[[ Records provided open ]]

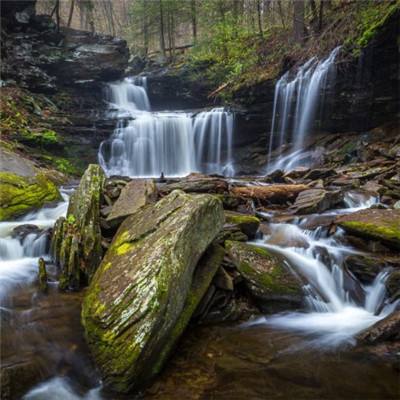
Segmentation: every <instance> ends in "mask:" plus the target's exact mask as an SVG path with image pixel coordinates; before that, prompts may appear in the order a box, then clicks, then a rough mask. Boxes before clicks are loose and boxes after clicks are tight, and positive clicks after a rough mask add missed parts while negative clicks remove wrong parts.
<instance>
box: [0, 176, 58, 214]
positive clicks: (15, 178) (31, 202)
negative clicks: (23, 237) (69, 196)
mask: <svg viewBox="0 0 400 400" xmlns="http://www.w3.org/2000/svg"><path fill="white" fill-rule="evenodd" d="M54 200H61V195H60V192H59V191H58V189H57V187H56V185H55V184H54V183H53V182H51V181H50V180H49V179H48V178H47V177H46V176H45V175H43V174H38V175H36V176H35V177H22V176H19V175H16V174H12V173H8V172H0V221H5V220H8V219H13V218H16V217H18V216H21V215H24V214H26V213H28V212H29V211H32V210H34V209H37V208H40V207H42V206H43V205H44V204H45V203H47V202H51V201H54Z"/></svg>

[[ Records provided closed ]]

— Exercise details —
Reproduce, without alteration and without pictures, only those lines that lie between the first line of the entries above and the line containing "positive clicks: (15, 178) (31, 202)", both of them included.

— Answer for the task —
Segmentation: every <instance> ends in "mask:" plus the target's exact mask as an SVG path with image pixel coordinates; before that, prompts may appear in the order a box, then clicks, then a rough mask. Boxes before clicks are loose and boxes after clicks are tight, and positive clicks after a rough mask add missed parts while negative clicks remove wrong parts.
<instance>
box: [0, 176, 58, 214]
positive clicks: (15, 178) (31, 202)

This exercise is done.